◆ **Aim of the task**:
Print the whole excerpt about Mario Draghi and the ECB's low interest rates, word for word.

◆ **Excerpted text**:

Mario Draghi said the ECB’s policy of printing money and keeping borrowing costs at rock bottom was working, adding that interest rates would stay at current record lows for a long time.
Emphasizing the bank’s right to independence from political interference, Draghi also called on euro zone governments to help get the region’s sluggish economy on a more solid footing through economic reforms.
Speaking to reporters after the bank’s governing council held key rates, he said harsh criticism in Germany undermined the ECB and its attempts to buoy the economy, playing down complaints that low rates were squeezing savers.
“We obey the law, not politicians,” Draghi said, underscoring his commitment to the ECB’s primary task of keeping inflation ticking steadily up.
Criticism by politicians in Germany has escalated amid fears that the ECB could even start to hand out free or ‘helicopter money’ to citizens.
No sooner had Draghi spoken, German chancellor Angela Merkel took the unusual step of describing the debate about the ECB’s low interest rates as legitimate.
“That there are people in Germany who discuss the fact that interest rates have been much higher is legitimate,” she said, in an acknowledgement that savers’ concerns were genuine.
But he argued that there was little alternative to the ECB‘s course of money printing and low interest rates in a world where economic prospects were dim.
“Criticisms of a certain type could be viewed … as endangering the independence of the ECB,” he said, adding that this would delay investment.
“The result… is that it will take longer … to produce the results that we want,” he said, arguing that this would only result in further ECB action.
Draghi’s remarks were in response to increasingly bitter criticism in Germany, where savers, banks and fund managers have been vocal about the impact of low rates.

[Saved entries]
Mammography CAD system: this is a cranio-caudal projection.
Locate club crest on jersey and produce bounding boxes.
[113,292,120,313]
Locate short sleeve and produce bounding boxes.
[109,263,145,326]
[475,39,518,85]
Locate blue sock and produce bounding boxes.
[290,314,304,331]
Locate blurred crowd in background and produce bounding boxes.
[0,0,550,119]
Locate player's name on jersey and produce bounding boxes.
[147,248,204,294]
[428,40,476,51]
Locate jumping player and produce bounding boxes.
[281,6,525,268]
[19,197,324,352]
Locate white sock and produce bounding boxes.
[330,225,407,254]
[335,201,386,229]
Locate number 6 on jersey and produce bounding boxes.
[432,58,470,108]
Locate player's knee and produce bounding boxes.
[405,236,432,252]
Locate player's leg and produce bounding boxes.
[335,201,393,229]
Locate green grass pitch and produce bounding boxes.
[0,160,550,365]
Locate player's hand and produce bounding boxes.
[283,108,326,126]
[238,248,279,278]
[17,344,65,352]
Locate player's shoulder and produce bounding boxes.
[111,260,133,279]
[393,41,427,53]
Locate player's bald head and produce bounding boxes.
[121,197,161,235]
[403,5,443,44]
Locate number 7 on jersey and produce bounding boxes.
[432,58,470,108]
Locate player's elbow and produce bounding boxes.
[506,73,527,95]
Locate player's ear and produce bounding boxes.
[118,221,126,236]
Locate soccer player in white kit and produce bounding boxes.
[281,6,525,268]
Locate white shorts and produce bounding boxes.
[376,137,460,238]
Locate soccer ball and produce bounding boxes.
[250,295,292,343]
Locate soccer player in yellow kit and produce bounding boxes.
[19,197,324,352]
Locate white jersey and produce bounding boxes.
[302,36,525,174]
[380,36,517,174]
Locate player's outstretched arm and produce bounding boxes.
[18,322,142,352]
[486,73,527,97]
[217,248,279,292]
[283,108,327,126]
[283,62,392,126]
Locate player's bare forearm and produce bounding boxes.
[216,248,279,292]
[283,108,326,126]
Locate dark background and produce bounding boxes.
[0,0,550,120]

◆ **Task result**:
Mario Draghi said the ECB’s policy of printing money and keeping borrowing costs at rock bottom was working, adding that interest rates would stay at current record lows for a long time.
Emphasizing the bank’s right to independence from political interference, Draghi also called on euro zone governments to help get the region’s sluggish economy on a more solid footing through economic reforms.
Speaking to reporters after the bank’s governing council held key rates, he said harsh criticism in Germany undermined the ECB and its attempts to buoy the economy, playing down complaints that low rates were squeezing savers.
“We obey the law, not politicians,” Draghi said, underscoring his commitment to the ECB’s primary task of keeping inflation ticking steadily up.
Criticism by politicians in Germany has escalated amid fears that the ECB could even start to hand out free or ‘helicopter money’ to citizens.
No sooner had Draghi spoken, German chancellor Angela Merkel took the unusual step of describing the debate about the ECB’s low interest rates as legitimate.
“That there are people in Germany who discuss the fact that interest rates have been much higher is legitimate,” she said, in an acknowledgement that savers’ concerns were genuine.
But he argued that there was little alternative to the ECB‘s course of money printing and low interest rates in a world where economic prospects were dim.
“Criticisms of a certain type could be viewed … as endangering the independence of the ECB,” he said, adding that this would delay investment.
“The result… is that it will take longer … to produce the results that we want,” he said, arguing that this would only result in further ECB action.
Draghi’s remarks were in response to increasingly bitter criticism in Germany, where savers, banks and fund managers have been vocal about the impact of low rates.